Page extract

"It has been a very big operation that has dismantled an international cell, without doubt the biggest and most active in Spain and one of the biggest and most active currently in Europe," Spain's Interior Minister Jorge Fernandez Diaz told a news conference.
Security forces arrested four of the suspects in Spain, including the head of the network, and another three in Morocco, in what his ministry called a "hard blow" against extremist killers and kidnappers.
Security forces seized the suspected leader of the ring, Mustafa Maya Amaya, a Belgian naturalised in Spain, as well as two French suspects he is thought to have recruited to send to Syria, the interior ministry said in a statement.
Amaya is suspected of recruiting volunteers on the Internet and sending them to join "terrorist organisations" in countries including Syria and Mali, it said.
"Their ultimate aim was to join as leaders or active participants in attacks and public executions or to die in terrorist operations committed in these conflict zones."
It said one of the main groups involved was the Islamic State of Iraq and the Levant (ISIL), a jihadist faction in Syria with roots in Al-Qaeda's Iraqi affiliate.

Dataset
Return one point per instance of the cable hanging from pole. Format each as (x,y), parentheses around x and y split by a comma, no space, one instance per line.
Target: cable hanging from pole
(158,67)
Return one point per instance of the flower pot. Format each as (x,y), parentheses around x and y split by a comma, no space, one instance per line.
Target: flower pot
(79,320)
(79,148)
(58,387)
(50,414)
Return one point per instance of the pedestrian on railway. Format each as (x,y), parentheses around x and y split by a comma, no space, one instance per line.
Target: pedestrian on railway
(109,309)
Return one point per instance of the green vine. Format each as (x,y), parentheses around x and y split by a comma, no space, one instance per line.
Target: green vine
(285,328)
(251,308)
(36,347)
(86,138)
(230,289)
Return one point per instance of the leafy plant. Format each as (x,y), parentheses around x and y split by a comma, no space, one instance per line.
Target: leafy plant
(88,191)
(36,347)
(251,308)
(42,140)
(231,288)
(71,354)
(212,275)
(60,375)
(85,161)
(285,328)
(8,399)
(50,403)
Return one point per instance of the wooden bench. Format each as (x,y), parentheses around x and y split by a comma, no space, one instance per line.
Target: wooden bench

...

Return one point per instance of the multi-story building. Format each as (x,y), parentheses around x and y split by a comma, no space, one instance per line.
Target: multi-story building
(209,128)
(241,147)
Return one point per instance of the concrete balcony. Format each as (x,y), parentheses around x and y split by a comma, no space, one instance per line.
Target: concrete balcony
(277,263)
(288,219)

What you are asked to do
Please answer these questions using the article on the Spanish arrests:
1. How many suspects were arrested in Morocco?
2. What is Mustafa Maya Amaya's nationality?
3. Where is Amaya suspected of recruiting volunteers?

Result for this exercise
1. Three.
2. He is Belgian, naturalised in Spain.
3. On the Internet.